_Exercícios:_
**a.** Diga se cada afirmação concorda com o trecho sobre a fotografia de formatura, respondendo sim ou não e citando as palavras do texto que decidem: (i) a fotografia foi tirada em 1969; (ii) a foto foi comprada do fotógrafo; (iii) um desenho ou uma caricatura seria aceitável.
**b.** Continue o trecho sobre a fotografia de formatura a partir da última frase apresentada.
───── Trecho selecionado ─────
Aquela fotografia havia me provocado náuseas: tal compleição física me causava repugnância e o maior desejo meu era não vê-la e, a seguir, esquecê-la. Como?! Como poderia o fotógrafo ter flagrado algo inimaginável? Não, não era eu aquele ser puro nariz, que faria mirrar o poemeto célebre de Bocage (Nariz, nariz e nariz), parodiado/recriado belamente por Juca Chaves. Uma magreza de fazer dó: um nariz amparado por um esqueleto andante (ou supostamente andante). Um braço-só-osso estendido, apanhando das mãos da paraninfa aquele diploma. Era o ano de 1969 e eu acabava de concluir o Curso Clássico, no IEDAP. É, a fotografia como um signo indicial, ou seja como um signo que traz as marcas físicas do seu objeto (no caso, eu ) incomodou-me além do normal. Fosse um desenho, uma caricatura (um nariz com uma pessoa
por detrás) seria tolerável, mas uma fotografia?! Abominei aquele registro, não o adquiri do fotógrafo e releguei o fato (a foto) ao esquecimento.
───── Linhas de dados ─────
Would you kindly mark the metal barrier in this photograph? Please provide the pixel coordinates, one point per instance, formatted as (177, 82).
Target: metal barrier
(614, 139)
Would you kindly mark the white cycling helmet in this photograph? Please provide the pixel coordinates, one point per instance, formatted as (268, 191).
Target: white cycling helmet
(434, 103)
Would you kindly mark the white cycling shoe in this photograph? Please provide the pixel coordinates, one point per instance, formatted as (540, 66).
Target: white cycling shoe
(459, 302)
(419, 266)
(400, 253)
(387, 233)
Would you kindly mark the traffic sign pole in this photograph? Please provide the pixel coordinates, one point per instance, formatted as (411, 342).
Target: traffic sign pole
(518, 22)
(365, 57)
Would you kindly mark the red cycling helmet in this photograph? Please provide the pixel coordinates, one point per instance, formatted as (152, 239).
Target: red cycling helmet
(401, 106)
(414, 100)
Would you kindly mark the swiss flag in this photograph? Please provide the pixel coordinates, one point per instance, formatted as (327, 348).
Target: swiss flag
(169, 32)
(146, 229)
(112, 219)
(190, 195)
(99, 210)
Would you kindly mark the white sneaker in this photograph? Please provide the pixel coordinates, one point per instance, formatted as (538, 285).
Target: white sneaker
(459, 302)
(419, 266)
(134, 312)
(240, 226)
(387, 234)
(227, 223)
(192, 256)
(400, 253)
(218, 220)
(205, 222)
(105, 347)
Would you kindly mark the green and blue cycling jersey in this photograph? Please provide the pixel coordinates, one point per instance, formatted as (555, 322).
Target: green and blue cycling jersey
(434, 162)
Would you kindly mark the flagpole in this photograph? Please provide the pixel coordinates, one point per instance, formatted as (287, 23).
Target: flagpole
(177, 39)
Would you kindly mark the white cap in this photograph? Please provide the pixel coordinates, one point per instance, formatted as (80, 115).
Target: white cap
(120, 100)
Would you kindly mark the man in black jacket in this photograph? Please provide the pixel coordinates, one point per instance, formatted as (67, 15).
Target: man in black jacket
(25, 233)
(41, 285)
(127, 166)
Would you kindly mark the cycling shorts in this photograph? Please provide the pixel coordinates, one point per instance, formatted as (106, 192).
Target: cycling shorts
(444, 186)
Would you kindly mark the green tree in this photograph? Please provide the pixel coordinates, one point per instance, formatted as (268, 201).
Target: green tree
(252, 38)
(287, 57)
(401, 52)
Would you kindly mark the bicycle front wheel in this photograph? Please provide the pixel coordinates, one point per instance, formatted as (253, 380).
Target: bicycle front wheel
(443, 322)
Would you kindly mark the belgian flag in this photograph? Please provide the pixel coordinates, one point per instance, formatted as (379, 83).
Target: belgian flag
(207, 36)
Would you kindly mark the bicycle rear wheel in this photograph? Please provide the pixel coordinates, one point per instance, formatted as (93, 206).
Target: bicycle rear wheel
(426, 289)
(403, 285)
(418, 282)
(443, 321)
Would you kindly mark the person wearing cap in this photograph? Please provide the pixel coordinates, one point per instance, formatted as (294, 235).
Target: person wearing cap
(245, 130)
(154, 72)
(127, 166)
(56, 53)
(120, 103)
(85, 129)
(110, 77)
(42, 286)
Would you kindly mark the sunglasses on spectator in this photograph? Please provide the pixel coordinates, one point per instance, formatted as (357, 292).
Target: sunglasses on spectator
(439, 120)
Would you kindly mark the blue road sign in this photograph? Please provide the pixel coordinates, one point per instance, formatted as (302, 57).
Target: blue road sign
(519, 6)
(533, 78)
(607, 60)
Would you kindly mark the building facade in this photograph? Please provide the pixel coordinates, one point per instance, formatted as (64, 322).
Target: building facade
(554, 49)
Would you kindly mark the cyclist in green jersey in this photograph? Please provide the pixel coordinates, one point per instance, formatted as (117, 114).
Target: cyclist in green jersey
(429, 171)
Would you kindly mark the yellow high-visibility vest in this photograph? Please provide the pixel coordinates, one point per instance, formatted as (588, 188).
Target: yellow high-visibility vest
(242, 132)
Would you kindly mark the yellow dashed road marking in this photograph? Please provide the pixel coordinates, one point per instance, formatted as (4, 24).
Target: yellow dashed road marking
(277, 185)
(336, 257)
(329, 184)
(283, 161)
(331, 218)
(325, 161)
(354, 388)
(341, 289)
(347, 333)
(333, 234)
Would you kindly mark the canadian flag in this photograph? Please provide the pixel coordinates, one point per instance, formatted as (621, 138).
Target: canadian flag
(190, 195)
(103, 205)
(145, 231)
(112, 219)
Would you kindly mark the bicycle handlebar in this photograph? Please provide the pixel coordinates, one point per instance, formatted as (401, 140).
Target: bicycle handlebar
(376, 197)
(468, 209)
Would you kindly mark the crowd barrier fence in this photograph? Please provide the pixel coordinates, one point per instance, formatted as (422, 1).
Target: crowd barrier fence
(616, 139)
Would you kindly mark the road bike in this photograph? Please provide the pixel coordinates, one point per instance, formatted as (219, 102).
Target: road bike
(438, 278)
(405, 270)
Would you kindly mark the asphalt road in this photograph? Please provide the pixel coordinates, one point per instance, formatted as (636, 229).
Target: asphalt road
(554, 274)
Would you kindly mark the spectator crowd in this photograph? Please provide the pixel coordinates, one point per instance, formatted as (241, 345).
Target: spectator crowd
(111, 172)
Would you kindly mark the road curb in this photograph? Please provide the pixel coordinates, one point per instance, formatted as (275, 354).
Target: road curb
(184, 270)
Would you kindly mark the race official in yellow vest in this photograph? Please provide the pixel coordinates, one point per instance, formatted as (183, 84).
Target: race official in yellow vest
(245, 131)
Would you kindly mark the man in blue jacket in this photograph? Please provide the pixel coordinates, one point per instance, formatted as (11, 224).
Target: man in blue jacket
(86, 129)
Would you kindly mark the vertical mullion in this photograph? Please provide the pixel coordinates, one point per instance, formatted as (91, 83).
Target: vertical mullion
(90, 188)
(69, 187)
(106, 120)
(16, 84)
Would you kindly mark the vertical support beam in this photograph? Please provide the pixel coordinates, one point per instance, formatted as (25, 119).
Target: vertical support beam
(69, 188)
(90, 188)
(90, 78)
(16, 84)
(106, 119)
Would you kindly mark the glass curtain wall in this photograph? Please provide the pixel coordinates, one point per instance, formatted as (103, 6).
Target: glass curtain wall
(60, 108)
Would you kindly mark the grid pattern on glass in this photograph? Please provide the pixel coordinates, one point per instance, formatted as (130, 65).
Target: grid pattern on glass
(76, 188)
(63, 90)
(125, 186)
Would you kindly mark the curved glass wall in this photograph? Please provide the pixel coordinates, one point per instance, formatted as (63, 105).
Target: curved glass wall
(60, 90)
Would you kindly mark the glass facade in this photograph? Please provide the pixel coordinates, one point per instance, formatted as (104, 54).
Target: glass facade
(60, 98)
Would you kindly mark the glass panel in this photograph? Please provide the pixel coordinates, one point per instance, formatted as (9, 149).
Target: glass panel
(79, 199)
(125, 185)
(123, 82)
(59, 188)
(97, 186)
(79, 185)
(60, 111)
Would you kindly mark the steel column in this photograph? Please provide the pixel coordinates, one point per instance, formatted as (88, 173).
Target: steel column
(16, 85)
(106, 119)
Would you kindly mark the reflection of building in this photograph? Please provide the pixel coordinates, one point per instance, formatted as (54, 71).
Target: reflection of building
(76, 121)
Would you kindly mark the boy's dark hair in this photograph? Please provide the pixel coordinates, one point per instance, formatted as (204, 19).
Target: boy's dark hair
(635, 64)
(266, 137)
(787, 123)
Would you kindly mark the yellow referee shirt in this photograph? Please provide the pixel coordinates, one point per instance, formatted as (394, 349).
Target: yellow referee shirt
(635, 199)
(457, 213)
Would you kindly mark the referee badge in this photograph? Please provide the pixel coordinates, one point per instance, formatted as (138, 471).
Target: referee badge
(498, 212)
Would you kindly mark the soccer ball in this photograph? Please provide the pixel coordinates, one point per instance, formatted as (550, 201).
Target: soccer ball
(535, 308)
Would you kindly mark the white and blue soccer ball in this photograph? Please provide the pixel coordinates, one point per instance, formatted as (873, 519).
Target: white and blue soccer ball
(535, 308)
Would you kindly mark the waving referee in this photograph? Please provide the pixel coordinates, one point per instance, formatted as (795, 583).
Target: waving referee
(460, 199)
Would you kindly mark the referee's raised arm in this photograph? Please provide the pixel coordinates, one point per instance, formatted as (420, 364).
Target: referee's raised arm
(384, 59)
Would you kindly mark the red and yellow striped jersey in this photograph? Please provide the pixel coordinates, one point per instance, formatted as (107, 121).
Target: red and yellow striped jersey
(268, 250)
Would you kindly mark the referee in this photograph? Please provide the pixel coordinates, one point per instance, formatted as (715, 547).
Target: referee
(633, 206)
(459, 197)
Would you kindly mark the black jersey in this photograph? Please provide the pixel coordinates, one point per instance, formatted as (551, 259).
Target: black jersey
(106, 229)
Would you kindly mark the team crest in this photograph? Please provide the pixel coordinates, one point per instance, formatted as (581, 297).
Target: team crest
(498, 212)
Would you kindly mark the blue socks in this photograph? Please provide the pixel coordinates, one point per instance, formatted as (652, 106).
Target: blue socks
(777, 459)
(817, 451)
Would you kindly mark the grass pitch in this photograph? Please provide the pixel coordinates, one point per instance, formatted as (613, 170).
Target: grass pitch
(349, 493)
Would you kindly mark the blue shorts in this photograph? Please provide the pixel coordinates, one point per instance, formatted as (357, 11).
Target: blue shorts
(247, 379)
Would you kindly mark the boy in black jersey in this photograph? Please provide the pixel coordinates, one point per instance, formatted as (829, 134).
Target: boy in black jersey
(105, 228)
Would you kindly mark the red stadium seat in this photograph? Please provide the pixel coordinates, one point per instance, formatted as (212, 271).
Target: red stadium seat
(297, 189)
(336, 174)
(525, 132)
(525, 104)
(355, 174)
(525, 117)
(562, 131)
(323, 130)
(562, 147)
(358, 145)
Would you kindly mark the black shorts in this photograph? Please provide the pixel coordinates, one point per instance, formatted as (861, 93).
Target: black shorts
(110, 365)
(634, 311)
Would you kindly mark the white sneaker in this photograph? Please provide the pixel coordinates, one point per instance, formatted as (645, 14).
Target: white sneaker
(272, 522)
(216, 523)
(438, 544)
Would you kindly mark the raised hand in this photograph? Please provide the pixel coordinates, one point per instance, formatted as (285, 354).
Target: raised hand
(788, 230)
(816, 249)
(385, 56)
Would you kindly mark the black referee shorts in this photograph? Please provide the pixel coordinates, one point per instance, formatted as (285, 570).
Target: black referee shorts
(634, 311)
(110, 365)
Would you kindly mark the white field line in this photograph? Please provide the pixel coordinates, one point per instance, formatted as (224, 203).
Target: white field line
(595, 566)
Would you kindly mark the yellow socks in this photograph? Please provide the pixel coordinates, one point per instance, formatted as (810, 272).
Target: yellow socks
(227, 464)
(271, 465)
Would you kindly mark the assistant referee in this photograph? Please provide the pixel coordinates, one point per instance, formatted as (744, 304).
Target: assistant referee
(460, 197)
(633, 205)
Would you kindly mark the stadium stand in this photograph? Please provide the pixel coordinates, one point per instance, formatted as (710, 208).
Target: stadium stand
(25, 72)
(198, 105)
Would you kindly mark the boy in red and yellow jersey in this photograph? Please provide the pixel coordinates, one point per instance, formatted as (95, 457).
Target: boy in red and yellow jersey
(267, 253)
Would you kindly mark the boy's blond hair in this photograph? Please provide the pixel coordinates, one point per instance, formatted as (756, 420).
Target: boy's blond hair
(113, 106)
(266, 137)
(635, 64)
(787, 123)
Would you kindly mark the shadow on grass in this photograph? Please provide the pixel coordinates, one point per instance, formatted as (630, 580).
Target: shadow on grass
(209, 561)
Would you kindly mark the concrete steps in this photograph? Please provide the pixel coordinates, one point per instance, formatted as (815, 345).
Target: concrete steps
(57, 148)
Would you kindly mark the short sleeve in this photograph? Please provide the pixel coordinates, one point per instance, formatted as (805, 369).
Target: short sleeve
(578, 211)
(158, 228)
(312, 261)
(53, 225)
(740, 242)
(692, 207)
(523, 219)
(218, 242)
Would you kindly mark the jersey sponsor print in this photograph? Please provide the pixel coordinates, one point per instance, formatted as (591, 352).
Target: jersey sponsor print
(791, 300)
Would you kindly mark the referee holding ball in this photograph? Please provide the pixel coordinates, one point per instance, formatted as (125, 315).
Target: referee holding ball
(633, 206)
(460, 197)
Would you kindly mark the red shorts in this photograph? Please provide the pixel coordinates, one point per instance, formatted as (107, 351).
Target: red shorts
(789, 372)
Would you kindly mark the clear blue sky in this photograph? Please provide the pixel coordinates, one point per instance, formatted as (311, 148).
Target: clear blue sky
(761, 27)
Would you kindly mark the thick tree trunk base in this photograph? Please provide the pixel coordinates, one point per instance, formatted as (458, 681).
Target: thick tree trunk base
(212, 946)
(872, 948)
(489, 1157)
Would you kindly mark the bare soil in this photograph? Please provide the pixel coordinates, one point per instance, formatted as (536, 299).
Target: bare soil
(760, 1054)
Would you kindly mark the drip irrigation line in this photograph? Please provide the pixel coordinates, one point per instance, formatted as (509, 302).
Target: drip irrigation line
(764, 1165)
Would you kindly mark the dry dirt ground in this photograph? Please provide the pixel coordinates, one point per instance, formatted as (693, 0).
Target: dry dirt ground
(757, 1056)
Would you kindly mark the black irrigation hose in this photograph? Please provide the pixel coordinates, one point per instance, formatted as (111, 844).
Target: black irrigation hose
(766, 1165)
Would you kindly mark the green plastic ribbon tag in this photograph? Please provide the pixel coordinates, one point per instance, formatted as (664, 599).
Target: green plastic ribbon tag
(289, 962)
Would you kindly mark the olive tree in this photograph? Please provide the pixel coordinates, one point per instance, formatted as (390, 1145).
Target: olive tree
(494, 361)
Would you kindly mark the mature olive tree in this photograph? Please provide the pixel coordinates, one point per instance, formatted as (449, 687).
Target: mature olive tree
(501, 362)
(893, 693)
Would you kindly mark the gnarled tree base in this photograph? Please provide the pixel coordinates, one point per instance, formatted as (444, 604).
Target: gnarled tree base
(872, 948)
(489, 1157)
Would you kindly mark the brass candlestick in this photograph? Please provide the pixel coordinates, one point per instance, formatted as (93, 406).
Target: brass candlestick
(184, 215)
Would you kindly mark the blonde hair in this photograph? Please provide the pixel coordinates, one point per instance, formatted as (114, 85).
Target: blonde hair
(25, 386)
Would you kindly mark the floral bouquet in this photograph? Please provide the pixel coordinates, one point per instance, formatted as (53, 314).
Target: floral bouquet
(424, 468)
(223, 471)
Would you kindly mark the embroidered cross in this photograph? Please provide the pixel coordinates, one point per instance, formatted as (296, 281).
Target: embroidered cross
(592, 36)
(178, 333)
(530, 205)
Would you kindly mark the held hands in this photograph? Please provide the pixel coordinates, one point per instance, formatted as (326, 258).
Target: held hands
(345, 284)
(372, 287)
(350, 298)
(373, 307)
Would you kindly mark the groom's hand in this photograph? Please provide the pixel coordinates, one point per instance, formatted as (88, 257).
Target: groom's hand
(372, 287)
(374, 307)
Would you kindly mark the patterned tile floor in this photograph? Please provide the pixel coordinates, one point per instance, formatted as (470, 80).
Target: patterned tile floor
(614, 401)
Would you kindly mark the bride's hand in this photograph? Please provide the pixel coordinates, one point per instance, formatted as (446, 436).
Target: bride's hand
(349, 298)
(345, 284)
─────
_Respostas:_
**a.**
(i) Sim: "Era o ano de 1969".
(ii) Não: "não o adquiri do fotógrafo".
(iii) Sim: "seria tolerável".

**b.**
Eis que um dia, neste Ano da Graça de 2000, falando com meu irmão Válter ao telefone, ele me disse: "O Volpato me entregou uma foto sua, talvez dos anos 60 e que ele encontrou entre os encalhes da firma. Não
sei se você se lembra dela. Deve ter sido em sua formatura. Está guardada. Quando você vier para Pirajuí, eu lha darei". Estremeci, mas nem tanto. Aquela fotografia me veio à lembrança como, nada mais nada menos, que uma FOTOGRAFIA: a prova da minha feiúra juvenil. Mesmo assim, fiquei ansioso para revê-la. Aquele esqueleto coberto com panos de cor cáqui!

Examindo a foto calmamente, percebi que não sentia nenhum asco, não tinha nenhum pejo. Sem problemas, eu a mostraria a qualquer pessoa, dizendo que era eu e como eu era magro e como parecia deprimido naquela solenidade de um dezembro escaldante. Guardei-a com muito cuidado, do mesmo modo que conservo fotos, para mim, preciosas. Já que fiz referência ao grande Bocage, poeta português que viveu de 1766 a 1805, vai aí, como brinde aos meus leitores, seu precioso poema por mim acima referido:
 
Nariz, nariz e nariz
Nariz que nunca se acaba,
Nariz que se ele desaba
Fará o mundo infeliz!
 
Nariz que Newton não quis
Descrever-lhe a diagonal,
Nariz de massa infernal,
Que, se o cálculo não erra
Posto entre o Sol e a Terra
Faria eclipse total.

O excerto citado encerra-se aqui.